_Your goal:_
Pick out every line in the records below that contains the word "vertices" and copy each of those lines.

_Information provided:_

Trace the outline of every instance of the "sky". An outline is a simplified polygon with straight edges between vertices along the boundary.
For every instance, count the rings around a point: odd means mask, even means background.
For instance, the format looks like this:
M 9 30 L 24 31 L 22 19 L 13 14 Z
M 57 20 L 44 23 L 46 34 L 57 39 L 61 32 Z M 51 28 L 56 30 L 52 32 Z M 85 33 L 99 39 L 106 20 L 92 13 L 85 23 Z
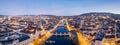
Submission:
M 1 15 L 71 16 L 89 12 L 120 14 L 120 0 L 0 0 Z

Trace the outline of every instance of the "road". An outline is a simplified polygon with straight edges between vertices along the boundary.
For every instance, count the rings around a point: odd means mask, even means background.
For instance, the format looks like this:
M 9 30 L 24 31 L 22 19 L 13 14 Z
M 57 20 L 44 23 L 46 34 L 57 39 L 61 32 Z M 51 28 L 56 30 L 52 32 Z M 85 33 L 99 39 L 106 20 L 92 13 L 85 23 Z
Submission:
M 48 38 L 50 38 L 53 35 L 53 32 L 56 31 L 56 29 L 59 27 L 61 22 L 62 22 L 62 20 L 60 20 L 59 23 L 57 25 L 55 25 L 53 29 L 51 29 L 50 31 L 47 31 L 42 37 L 34 39 L 32 41 L 32 43 L 30 43 L 29 45 L 41 45 L 41 44 L 43 44 Z

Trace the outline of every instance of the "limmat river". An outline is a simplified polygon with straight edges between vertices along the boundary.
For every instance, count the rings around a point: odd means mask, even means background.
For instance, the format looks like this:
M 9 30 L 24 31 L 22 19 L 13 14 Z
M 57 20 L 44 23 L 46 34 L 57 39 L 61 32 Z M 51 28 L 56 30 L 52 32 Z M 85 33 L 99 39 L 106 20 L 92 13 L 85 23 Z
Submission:
M 64 27 L 59 27 L 55 33 L 68 33 L 68 30 L 66 30 Z M 72 41 L 68 37 L 57 37 L 52 36 L 47 41 L 55 41 L 55 43 L 46 43 L 45 45 L 73 45 Z

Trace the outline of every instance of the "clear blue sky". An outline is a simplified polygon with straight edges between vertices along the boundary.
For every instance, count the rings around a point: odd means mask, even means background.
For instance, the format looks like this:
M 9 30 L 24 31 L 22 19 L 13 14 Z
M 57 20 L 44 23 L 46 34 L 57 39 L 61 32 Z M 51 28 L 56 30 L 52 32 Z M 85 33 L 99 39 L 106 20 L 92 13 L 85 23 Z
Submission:
M 120 14 L 120 0 L 0 0 L 0 14 L 77 15 L 88 12 Z

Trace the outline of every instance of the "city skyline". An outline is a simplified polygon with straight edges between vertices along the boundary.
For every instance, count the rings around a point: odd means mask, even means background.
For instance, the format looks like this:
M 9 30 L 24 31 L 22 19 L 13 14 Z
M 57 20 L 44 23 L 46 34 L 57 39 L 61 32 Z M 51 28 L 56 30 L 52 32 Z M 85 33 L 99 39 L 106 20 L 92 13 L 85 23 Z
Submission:
M 120 14 L 119 0 L 0 0 L 1 15 L 71 16 L 88 12 Z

_Solution below:_
Trace the outline of every instance of the "sky". An outline is a simplified polygon with straight edges between vertices along the boundary.
Trace the outline of every instance of the "road". An outline is a simplified polygon with straight edges between vertices along the boundary.
Trace the outline of every instance of the "limmat river". An outline is a simplified polygon with straight edges between vertices along the boundary.
Trace the outline of every instance of the "clear blue sky". An outline is a simplified polygon with straight edges between vertices along the boundary.
Trace the outline of every instance of the "city skyline". An outline is a simplified polygon with straight edges between vertices along the boundary.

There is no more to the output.